**Task directions**
Print the text of each record below word for word, leaving out the pictures.

::::::::

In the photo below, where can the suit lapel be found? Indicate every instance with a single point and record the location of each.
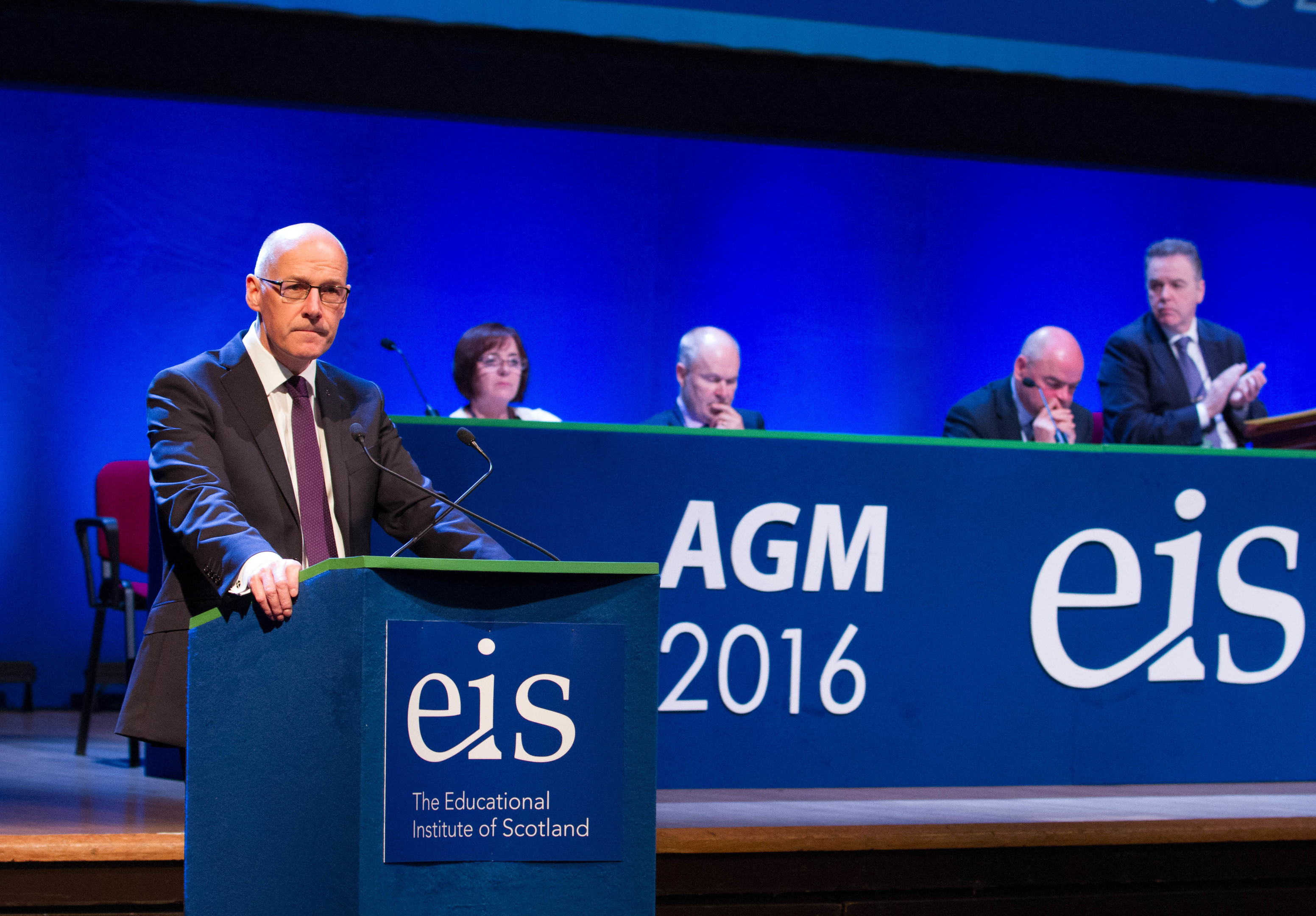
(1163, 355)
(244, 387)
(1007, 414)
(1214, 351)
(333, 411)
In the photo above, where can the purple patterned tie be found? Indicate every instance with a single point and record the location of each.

::::::::

**Final result**
In the photo below, where can the suit lapel be found? Indicate every instance with a single point and record the location of each.
(1163, 355)
(244, 387)
(1007, 414)
(1214, 351)
(333, 411)
In the photo above, where can the purple patterned tie be found? Indicate every instance with a single point and record the location of each.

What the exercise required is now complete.